SOURCE —
════════════════════

Circular Economy Success Stories

Posted March 2, 2018

As we celebrate Partners in Project Green’s 10th anniversary, we turn the spotlight on some of the innovative efforts our community members have made to green their operations.

Founded in 2008, Partners in Project Green works with the business community in the Greater Toronto Area to improve sustainability in energy efficiency, water conservation, employee engagement and waste minimization. The two case studies presented here represent prime examples of the circular economy. They demonstrate that circular economy programs can divert waste from landfill, support the local economy, and build social capital through support for non-profit organizations.

Maple Leaf Foods

Maple Leaf Foods manufactures a wide range of food products, including deli meat and sausages. In the course of recent equipment upgrades, Maple Leaf Foods found itself left with a significant quantity of used paraffin wax – a former part of its manufacturing process. While paraffin wax was unlikely to meet any traditional recycling acceptance criteria, some form of diversion solution was needed. What to do?

Maple Leaf turned to Partners in Project Green for help in finding a destination for the material. Our research led us to Décor Group of Companies, an Ontario-based manufacturer of fireplace products that has embraced a circular business model. Décor Group manufactures wood mouldings for homes, which generate large quantities of sawdust byproduct. Recognizing the potential value of this waste, they developed a firewood substitute called Bio-Brick, successfully monetizing the waste stream and creating a secondary business built entirely on circular economy thinking.

════════════════════

JOBS —
a: Condense the paragraph of the circular economy post that begins "Founded in 2008" into a short bulleted list that keeps its main facts.
b: Please give the next part of the circular economy post, picking up right after its final sentence.

[Some records]
════════════════════

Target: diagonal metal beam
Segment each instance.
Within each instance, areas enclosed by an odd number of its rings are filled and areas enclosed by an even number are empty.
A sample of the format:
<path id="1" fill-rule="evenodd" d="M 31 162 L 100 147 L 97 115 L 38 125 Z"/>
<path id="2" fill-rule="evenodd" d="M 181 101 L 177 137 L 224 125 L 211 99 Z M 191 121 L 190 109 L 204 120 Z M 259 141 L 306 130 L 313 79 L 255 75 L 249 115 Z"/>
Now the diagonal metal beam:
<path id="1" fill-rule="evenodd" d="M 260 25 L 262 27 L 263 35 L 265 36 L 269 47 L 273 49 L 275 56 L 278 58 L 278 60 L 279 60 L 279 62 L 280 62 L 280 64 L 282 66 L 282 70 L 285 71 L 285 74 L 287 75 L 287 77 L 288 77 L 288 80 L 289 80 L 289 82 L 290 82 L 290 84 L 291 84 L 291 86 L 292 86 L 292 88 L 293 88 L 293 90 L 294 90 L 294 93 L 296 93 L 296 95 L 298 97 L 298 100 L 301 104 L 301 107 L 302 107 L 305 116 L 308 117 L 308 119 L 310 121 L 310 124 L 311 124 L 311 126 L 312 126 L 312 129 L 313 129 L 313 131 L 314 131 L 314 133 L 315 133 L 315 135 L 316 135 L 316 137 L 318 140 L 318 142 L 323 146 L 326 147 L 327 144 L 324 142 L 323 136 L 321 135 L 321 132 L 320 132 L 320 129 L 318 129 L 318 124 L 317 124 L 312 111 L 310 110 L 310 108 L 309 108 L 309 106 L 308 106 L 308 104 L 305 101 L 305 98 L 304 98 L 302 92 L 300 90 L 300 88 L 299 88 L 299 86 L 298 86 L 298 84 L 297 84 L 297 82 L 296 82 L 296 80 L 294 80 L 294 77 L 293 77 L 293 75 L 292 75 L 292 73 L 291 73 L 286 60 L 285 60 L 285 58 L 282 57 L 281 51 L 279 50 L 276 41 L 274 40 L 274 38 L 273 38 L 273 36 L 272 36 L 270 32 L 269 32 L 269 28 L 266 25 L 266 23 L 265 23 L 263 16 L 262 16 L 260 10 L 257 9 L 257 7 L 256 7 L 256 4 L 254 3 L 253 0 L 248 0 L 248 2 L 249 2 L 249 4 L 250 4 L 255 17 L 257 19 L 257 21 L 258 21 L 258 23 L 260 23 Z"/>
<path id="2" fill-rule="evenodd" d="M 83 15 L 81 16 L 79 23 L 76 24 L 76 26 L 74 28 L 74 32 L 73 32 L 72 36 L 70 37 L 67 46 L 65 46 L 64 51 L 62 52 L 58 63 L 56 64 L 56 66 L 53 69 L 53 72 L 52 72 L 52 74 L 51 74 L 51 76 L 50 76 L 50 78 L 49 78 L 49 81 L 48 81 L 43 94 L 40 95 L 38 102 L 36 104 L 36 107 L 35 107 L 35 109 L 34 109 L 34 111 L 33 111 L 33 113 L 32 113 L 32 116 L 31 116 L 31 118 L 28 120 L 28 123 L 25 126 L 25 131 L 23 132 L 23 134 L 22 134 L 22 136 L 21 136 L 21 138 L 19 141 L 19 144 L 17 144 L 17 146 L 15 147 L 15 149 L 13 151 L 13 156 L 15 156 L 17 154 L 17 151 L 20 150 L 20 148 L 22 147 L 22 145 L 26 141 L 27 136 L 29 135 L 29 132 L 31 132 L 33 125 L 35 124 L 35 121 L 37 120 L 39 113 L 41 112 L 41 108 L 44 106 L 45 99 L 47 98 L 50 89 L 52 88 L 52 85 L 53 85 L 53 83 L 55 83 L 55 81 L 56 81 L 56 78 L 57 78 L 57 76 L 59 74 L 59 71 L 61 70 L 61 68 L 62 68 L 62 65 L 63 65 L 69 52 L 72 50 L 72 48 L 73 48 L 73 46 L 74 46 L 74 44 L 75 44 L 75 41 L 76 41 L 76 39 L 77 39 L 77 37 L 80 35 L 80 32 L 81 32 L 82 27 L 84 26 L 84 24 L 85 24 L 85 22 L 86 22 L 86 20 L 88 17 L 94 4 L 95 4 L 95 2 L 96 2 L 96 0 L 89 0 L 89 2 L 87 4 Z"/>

════════════════════

TASK ANSWERS —
a:
- Partners in Project Green was founded in 2008.
- It works with businesses in the Greater Toronto Area on energy efficiency, water conservation, employee engagement and waste minimization.
- The post's two case studies are prime examples of the circular economy.
- They show that circular economy programs can divert waste from landfill, support the local economy and build social capital by supporting non-profit organizations.

b:
Partners in Project Green contacted Décor Group to see whether the paraffin wax might be of value, and indeed it was, as Décor Group happened to be procuring paraffin wax for their fire starters, and could use Maple Leaf’s material.

“With small adjustments to our manufacturing process, we are able to repurpose the used material and ensure it has a second life,” said Maurizio Bruno, co-Founder of Deco Group. “We are thrilled to accept Maple Leaf Food’s paraffin wax and has capacity to utilize further paraffin material generated in the local community.”

Aileen Villanueva, Environmental & Sustainability Specialist for Maple Leaf Foods, said that the company successfully diverted 1.6 tonnes of paraffin wax from landfill.

“We are thrilled to be a part of the initiative with Décor Group of Companies and support the circular economy,” Villanueva said.

By making this connection, Maple Leaf Foods was able to divert an unusual waste stream from landfill while lowering its waste haulage bills. Décor Group provided all transportation and, in return, received valuable material for remanufacture.

Air Canada

Air Canada, the country’s largest airline and a longtime member of Partners in Project Green, has a strong commitment to sustainability. The company’s many initiatives have included efforts to divert unusual waste streams from landfill. Among these efforts: finding a second home for the duvets that the airline provides for passengers.

Air Canada washes these duvets after use and puts them back to work. Once a duvet no longer meets the airline’s specifications, it is retired from in-flight use. But what then? North America has limited infrastructure for textile recycling, so most such materials that cannot be reused end up as waste.

With the support of Partners in Project Green, Air Canada connected with a number of non-profit organizations that were able to accept and reuse the duvets. Since no one of these organizations was in a position to accept all the material, it was necessary to establish a temporary storage location to facilitate drop-off and pick-up logistics. A warehouse located close to Air Canada volunteered space to house the material, allowing for convenient drop-off and reducing transportation costs.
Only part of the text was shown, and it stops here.